● READING PASSAGE:
+===+

Long before he became the NBA’s super villain, the Dillon Brooks you know was nearly ruined by Tony McIntyre. The coach and co-founder of CIA Bounce, a Canadian AAU basketball powerhouse, knew Brooks had potential. He was a strong, gifted teenager who lived to play ball. Brooks could dominate against lesser players and worked meticulously to refine his game.
Advertisement
There was no question that he was very good, but at the time he wasn’t always the most talented player on the floor.
Not that Brooks would believe that. Even then, as a 16-year-old, he carried an unwavering belief in his ability to best anyone that crossed his path. He carried the kind of confidence a player needs to actually reach those heights. But the switch between his fearless, competitive edge and a fiery, uncontrollable temper flipped too easily. He took senseless technical fouls. He swore at refs. He challenged opponents to fight. In those too-frequent outbursts, Brooks’ anger eclipsed his skill. It threatened to become his undoing.
During a Nike Youth Elite Basketball League tournament in Virginia, a Brooks outburst had hurt his team. At the team’s hotel, McIntyre sat Brooks in his room and grounded him there until he could find a way to better control that rage.
“You can’t just tell me this is something that happens,” McIntyre told Brooks. “Your temperature has to rise. There has to be a feeling. There has to be something that you feel is a trigger — so you can let me know when it’s happening and I can help you.”
Brooks had no answer. They sat in that hotel room for several hours. Nothing. Brooks could not describe it.
But after a questionable call the next game, McIntyre locked eyes with his ticking time bomb forward as he ran back down the court.
“It’s happening,” Brooks warned.
“Sub! Sub!” McIntyre called out, frantic to clip the wire before another Brooks explosion.
When Brooks went on to play at Findlay Prep and in the NCAA at the University of Oregon, his old coach wondered if he’d done enough to help him harness his intensity.
Today, Brooks is the NBA’s most notorious menace. His antics on the court earned him an NBA-leading 18 technical fouls, a threshold that caused him to miss two games due to automatic suspensions for picking up too many techs in a season. The Memphis Grizzlies’ swingman is regularly assigned to defend the opponent’s best scorers and has generated highlight reels of his ability to get under their skin.

+===+

● RAW DATA:
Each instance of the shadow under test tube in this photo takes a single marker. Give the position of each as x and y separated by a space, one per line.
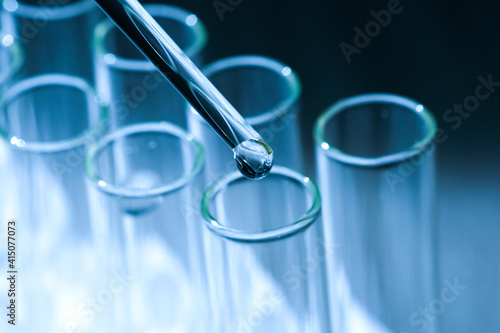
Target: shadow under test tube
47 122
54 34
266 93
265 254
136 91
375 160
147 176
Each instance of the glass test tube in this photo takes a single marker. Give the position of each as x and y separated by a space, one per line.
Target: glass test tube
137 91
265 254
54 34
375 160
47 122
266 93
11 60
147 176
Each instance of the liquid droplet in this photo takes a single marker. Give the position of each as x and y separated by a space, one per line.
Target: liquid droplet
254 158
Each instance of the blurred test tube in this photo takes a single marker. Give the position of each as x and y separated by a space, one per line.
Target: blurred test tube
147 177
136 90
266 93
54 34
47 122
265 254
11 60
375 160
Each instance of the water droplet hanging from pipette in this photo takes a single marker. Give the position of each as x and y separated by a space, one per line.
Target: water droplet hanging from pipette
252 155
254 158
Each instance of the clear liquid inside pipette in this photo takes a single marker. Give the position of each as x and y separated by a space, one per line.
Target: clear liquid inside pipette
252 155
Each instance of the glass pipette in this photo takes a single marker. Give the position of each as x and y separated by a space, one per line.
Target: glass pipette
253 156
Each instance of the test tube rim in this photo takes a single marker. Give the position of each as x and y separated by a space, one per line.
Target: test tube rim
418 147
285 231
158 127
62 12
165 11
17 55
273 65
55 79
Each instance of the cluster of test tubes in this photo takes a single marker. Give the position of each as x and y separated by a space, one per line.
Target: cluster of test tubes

+===+

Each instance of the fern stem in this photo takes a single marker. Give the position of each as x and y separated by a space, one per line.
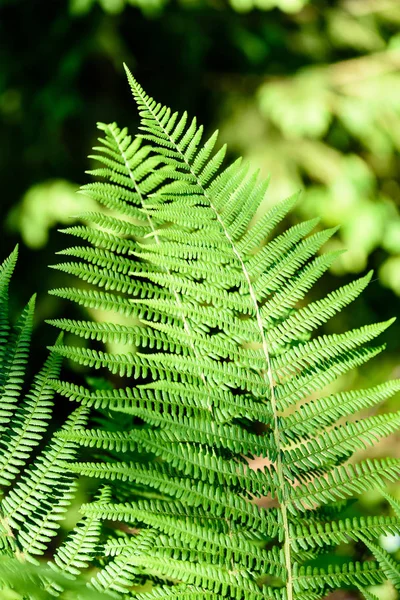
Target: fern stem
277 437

+===+

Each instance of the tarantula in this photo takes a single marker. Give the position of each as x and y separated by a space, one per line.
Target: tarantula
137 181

+===+

● INSTRUCTIONS TO FOLLOW:
Continue the article about Dillon Brooks from where it stops. The listing isn't needed for anything here.

● ANSWER TO THIS PROBLEM:
Advertisement
He’s called out Luka Dončić and Kyrie Irving. He’s gotten in Kevin Durant’s face and bumped chests with James Harden. He traded barbs with Damian Lillard, and tussled with Donovan Mitchell (after punching him in the groin). He’s chirped at Steph Curry and Klay Thompson. His ongoing feud with Draymond Green led the former NBA Defensive Player of the Year to call Brooks an idiot and a clown.
Brooks seems to relish the controversy, leaning into the agitator role that has made him one of the most discussed players in the NBA this season. When the Grizzlies beat the Warriors after Green’s podcast insult, Brooks used a courtside interview with TNT to make sure the feud continued.
“That’s what I do. I talk. I told him … keep doing his podcast, keep blogging,” Brooks told TNT. “Keep doing his thing off the court, it’s cute. It’s fun for him. … You should give the mic to Draymond. Make him keep talking about me so I can play better.”
McIntyre has since realized he was wrong all along. The passionate intensity that filled Brooks when he was barely a teenager wasn’t his worst flaw. It was actually his super power.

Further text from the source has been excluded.